Repeat each of the lines below word for word, keeping every character the same.

## Record extracts

^^^^^^^^^^^^^^^^

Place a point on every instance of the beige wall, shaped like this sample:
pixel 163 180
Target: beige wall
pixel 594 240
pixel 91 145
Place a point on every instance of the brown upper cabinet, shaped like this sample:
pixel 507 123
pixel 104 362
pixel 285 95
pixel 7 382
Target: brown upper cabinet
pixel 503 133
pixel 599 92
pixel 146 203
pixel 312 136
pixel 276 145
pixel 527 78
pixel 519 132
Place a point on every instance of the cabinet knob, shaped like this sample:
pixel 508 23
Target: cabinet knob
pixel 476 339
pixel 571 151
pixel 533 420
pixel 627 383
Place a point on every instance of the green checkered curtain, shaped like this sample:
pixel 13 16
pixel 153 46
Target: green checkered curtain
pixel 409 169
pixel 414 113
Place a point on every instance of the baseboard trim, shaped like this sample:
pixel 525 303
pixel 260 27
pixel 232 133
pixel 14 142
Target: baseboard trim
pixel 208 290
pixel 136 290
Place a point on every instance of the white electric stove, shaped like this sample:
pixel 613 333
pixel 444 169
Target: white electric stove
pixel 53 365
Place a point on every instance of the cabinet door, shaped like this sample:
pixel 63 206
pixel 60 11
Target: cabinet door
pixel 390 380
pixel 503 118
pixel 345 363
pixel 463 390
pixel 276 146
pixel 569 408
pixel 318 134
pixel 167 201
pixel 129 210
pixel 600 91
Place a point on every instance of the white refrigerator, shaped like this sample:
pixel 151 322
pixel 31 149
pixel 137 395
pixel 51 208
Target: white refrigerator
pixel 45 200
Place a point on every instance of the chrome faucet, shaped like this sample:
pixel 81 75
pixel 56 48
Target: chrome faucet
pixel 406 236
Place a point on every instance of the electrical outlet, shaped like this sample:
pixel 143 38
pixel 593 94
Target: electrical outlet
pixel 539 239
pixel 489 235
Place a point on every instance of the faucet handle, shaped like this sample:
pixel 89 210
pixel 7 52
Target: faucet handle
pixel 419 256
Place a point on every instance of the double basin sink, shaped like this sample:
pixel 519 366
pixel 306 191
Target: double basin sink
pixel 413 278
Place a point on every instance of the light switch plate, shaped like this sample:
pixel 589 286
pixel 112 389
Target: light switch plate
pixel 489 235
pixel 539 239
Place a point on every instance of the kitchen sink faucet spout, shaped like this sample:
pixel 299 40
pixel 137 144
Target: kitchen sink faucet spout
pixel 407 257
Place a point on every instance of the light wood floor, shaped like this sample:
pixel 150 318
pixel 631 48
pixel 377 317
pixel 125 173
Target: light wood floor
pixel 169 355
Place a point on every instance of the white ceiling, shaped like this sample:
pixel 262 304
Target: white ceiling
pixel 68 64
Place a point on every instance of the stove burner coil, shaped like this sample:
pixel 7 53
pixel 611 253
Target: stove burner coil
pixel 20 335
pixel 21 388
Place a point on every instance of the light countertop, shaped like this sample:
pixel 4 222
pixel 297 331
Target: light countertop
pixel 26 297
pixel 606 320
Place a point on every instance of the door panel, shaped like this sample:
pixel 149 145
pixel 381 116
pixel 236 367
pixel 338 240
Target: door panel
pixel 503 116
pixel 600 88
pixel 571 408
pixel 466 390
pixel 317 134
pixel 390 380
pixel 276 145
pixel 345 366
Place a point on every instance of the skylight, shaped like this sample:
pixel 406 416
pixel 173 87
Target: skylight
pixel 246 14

^^^^^^^^^^^^^^^^

## Exercise response
Place a point on every instance of the beige wall, shaped like this sample:
pixel 163 180
Target: beige wall
pixel 594 240
pixel 91 145
Place a point on every instance of the brown upper cabinet, shaped like this sample:
pixel 507 123
pixel 104 362
pixel 285 95
pixel 7 382
Target: brown upper cabinet
pixel 503 133
pixel 599 92
pixel 146 203
pixel 312 136
pixel 276 145
pixel 527 78
pixel 519 132
Place a point on every instance of the cabinet knob, shaped like this sample:
pixel 508 23
Target: cabinet knob
pixel 476 339
pixel 571 151
pixel 533 420
pixel 627 383
Place a point on every instance of the green checkered curtain, shaped like this sample:
pixel 13 16
pixel 153 46
Target: green checkered curtain
pixel 409 169
pixel 414 113
Place a point on every instance of the baseboard trim, shaped like this sample:
pixel 525 303
pixel 260 27
pixel 232 133
pixel 14 142
Target: baseboard trim
pixel 208 290
pixel 136 290
Place a point on every instance of the white electric stove, shaped like this sample:
pixel 613 333
pixel 444 169
Target: white electric stove
pixel 53 365
Place a point on every instance of the cabinet door, shaped like this sample:
pixel 63 206
pixel 60 11
Target: cabinet door
pixel 390 380
pixel 503 118
pixel 345 363
pixel 463 390
pixel 276 146
pixel 569 408
pixel 318 134
pixel 167 201
pixel 129 210
pixel 600 91
Place a point on every instance of the white refrigerator, shaped like this sample:
pixel 151 322
pixel 31 149
pixel 137 395
pixel 51 208
Target: white refrigerator
pixel 45 200
Place a point on every instance of the chrome faucet, shaped like this sample:
pixel 81 75
pixel 56 48
Target: chrome faucet
pixel 406 236
Place a point on every instance of the electrical outlet, shaped like this sample:
pixel 143 38
pixel 593 94
Target: electrical outlet
pixel 539 239
pixel 489 235
Place a point on every instance of the faucet handle, shaped like this sample:
pixel 89 210
pixel 7 52
Target: faucet handle
pixel 419 256
Place a point on every instance of the double basin sink, shaped like this sample:
pixel 519 366
pixel 306 191
Target: double basin sink
pixel 413 278
Place a point on every instance of the light switch plate, shaped like this sample:
pixel 589 286
pixel 112 389
Target: light switch plate
pixel 489 235
pixel 539 239
Place a point on every instance of the kitchen sink faucet spout, shaped like this sample:
pixel 299 40
pixel 137 144
Target: kitchen sink faucet spout
pixel 407 257
Place a point on every instance of the light wood floor, shaped like this sample:
pixel 150 318
pixel 631 48
pixel 377 317
pixel 125 173
Target: light wood floor
pixel 169 355
Place a point on every instance of the white ceiling, shaped like this sample:
pixel 262 304
Target: white ceiling
pixel 68 64
Place a point on every instance of the stove burner coil, shaped like this sample:
pixel 7 53
pixel 611 253
Target: stove burner coil
pixel 20 335
pixel 21 388
Place a point on every instance of the light countertop, shaped like this sample:
pixel 4 222
pixel 297 331
Target: light countertop
pixel 26 297
pixel 606 320
Place a point on every instance of the door panel, shaped like this sample:
pixel 149 145
pixel 381 116
pixel 236 367
pixel 338 240
Target: door panel
pixel 503 116
pixel 600 88
pixel 571 408
pixel 466 390
pixel 317 134
pixel 390 380
pixel 276 145
pixel 345 366
Place a point on every instance of the skylight, shaped like this sample:
pixel 406 416
pixel 173 87
Target: skylight
pixel 246 14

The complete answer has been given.